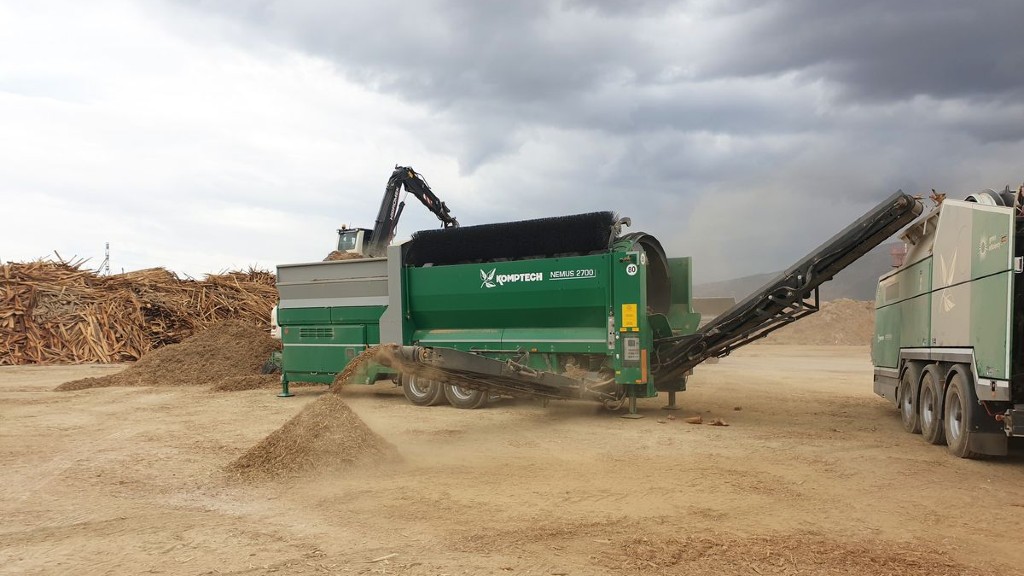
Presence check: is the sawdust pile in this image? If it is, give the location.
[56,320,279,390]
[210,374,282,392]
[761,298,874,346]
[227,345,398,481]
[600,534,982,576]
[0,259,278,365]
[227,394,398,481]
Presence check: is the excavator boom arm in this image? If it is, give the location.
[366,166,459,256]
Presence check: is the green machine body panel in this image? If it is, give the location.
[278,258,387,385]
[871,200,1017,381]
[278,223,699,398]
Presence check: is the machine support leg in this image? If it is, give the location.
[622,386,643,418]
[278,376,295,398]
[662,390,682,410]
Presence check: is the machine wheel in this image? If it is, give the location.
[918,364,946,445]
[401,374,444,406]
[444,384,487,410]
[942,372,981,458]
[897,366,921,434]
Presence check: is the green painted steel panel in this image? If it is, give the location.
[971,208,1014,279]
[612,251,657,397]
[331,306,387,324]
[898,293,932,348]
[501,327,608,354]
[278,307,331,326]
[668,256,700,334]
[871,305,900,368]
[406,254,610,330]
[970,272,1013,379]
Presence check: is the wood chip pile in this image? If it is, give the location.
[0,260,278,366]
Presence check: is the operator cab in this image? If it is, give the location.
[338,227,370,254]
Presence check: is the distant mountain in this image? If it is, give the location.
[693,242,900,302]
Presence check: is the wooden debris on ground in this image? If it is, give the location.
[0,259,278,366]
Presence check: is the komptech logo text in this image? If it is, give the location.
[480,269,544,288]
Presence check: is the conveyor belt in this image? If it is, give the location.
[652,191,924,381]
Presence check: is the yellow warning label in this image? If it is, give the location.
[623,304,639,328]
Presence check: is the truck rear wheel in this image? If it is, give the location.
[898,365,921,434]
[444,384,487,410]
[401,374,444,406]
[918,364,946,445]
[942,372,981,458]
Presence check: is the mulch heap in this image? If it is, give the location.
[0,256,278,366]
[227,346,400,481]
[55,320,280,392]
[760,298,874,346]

WHAT NEEDS TO BE DONE: Write out everything from the line containing "Presence check: is the machine support" down to the line containing "[652,191,924,381]", both included. Keep each line intact except that every box coordinate in the answers is adjusted by -96.

WRITTEN ANSWER:
Presence check: is the machine support leg in this image? If it is, give the location.
[526,290,547,322]
[182,280,199,302]
[566,294,586,314]
Presence check: is the machine wheel in this image? If it is, give the location.
[822,268,850,349]
[305,278,348,310]
[348,288,391,314]
[846,276,885,362]
[801,270,825,338]
Presence check: is the green painted steel panel in this image? If it is, give the location.
[875,112,918,183]
[516,155,561,301]
[235,210,291,228]
[802,197,836,252]
[405,231,512,258]
[182,211,235,230]
[572,160,604,238]
[775,209,804,272]
[310,158,514,234]
[874,176,917,283]
Presence check: is the wood chip pile in this image? If it is, give the location.
[-96,164,182,270]
Presence check: is the operator cab in this image? If it is, give the location.
[242,131,274,158]
Presence check: is the distant mountain in this image? If it is, give the location.
[597,146,804,206]
Presence check: is the wooden debris on ground in this image? If it is, give the location.
[-96,163,182,270]
Presence check: is the komptech logo text in this image? If it is, give the location.
[384,173,448,192]
Presence check: is the conveyor belt in this image? If it is, give the location.
[556,95,828,285]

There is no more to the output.